**DIRECTIONS FOR THIS TASK:** In the text about male screenwriters and their female colleagues, retype the passage starting with "Nearly two years" and going on through "the Unreliable Narrator.".
START TEXT SEGMENT
07 Husbands As Unreliable Narrators from When Men Forget Women: The Many Ways Male Screenwriters Fail to Mention their Female Colleagues [Video]

Nearly two years ago I had the pleasure of being invited to join a panel at the then upcoming SCMS (Society of Cinema and Media Studies) conference set for Seattle.  As you know that was canceled due to Covid with the hopes of reconvening in Colorado in 2021.  That became a virtual conference but our group decided to reapply our panel and we four were able to ‘meet’ on Zoom on Sunday and present:  Writing Between the Lines: Feminist Strategies for Historical Absences, Cliché, and the Unreliable Narrator. 

Here you can watch a clip from my part of the presentation,

“When Men Forget Women: The Many Ways Male Screenwriters Fail to Mention their Female Colleagues in Oral Histories”

07 Husbands As Unreliable Narrators from When Men Forget Women: The Many Ways Male Screenwriters Fail to Mention their Female Colleagues [Video]

Transcript:

Husbands are unreliable narrators. Sarah Y. Mason wrote with her husband Victor Herman who later became a director of the Marx Brothers comedies. They won an Oscar for adapting Little Women and they wrote it twice right? They wrote the original version and they wrote the Katherine Hepburn version. They won to oscar together. When he did his oral history he said that he was the better writer than his wife. She was already dead. She didn’t get to say how much work he really did but if you look them up on IMDb, she has about 20 credits before she marries him and about 20 or 30 credits after they stop writing together because he becomes a director. He has about seven credits and half of those are writing with her. So who’s the real writer in that team. I don’t know but I think I can tell you. Clara Behringer’s husband did pretty much the same thing and Clara helped found the writing department at USC. She wrote one of these earliest books on how to write for the screen –– which is very difficult to use because it costs about $600 online right now –– because it’s like there’s few copies left but she wrote 85 different films. Her name is not particularly brought up often at USC even though she helped found the school and her husband was William DeMille who wrote about his career and not about hers.
END TEXT SEGMENT
START LISTED RECORDS
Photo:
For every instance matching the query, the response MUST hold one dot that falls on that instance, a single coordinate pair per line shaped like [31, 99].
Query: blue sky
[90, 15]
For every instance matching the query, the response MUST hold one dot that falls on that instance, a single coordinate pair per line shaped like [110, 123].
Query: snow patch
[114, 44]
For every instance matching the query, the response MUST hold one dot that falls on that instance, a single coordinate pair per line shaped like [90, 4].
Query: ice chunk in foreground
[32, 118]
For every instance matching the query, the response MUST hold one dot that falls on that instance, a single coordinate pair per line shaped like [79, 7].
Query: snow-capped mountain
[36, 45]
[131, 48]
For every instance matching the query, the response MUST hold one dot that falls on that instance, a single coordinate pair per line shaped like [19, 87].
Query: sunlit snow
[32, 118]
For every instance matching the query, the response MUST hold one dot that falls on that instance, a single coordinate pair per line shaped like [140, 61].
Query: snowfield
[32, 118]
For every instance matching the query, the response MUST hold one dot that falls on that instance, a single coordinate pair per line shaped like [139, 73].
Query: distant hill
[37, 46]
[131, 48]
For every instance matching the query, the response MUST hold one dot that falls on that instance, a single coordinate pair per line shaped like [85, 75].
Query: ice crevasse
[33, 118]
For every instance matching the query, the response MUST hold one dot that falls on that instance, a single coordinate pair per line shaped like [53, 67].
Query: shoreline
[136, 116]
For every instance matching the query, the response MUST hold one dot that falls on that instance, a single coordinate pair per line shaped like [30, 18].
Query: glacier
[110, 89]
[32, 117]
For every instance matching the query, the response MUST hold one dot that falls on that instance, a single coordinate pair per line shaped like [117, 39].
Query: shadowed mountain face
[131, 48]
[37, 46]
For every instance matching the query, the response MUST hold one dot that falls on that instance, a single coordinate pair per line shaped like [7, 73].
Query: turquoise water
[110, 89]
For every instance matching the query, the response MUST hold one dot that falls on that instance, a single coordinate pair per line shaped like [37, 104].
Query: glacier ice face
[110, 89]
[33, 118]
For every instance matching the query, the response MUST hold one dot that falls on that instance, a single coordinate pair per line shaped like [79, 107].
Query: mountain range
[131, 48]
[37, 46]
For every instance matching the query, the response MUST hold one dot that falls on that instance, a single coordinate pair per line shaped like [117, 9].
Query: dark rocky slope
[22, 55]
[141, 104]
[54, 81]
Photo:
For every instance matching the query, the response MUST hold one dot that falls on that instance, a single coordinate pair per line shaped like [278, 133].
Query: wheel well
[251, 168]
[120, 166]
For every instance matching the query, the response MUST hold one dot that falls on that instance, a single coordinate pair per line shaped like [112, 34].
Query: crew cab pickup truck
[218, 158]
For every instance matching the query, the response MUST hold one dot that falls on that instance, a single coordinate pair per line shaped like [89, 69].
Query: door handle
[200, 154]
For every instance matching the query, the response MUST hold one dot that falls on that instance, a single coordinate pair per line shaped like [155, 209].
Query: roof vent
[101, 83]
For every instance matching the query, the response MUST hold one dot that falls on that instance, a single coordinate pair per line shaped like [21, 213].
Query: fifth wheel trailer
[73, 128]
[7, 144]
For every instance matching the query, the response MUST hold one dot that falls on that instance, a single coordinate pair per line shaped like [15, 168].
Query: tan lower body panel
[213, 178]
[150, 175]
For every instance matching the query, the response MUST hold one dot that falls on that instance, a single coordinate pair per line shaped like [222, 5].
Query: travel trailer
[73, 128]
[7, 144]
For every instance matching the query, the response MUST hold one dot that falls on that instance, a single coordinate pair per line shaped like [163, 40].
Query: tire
END LISTED RECORDS
**YOUR SOLUTION:**
Nearly two years ago I had the pleasure of being invited to join a panel at the then upcoming SCMS (Society of Cinema and Media Studies) conference set for Seattle.  As you know that was canceled due to Covid with the hopes of reconvening in Colorado in 2021.  That became a virtual conference but our group decided to reapply our panel and we four were able to ‘meet’ on Zoom on Sunday and present:  Writing Between the Lines: Feminist Strategies for Historical Absences, Cliché, and the Unreliable Narrator.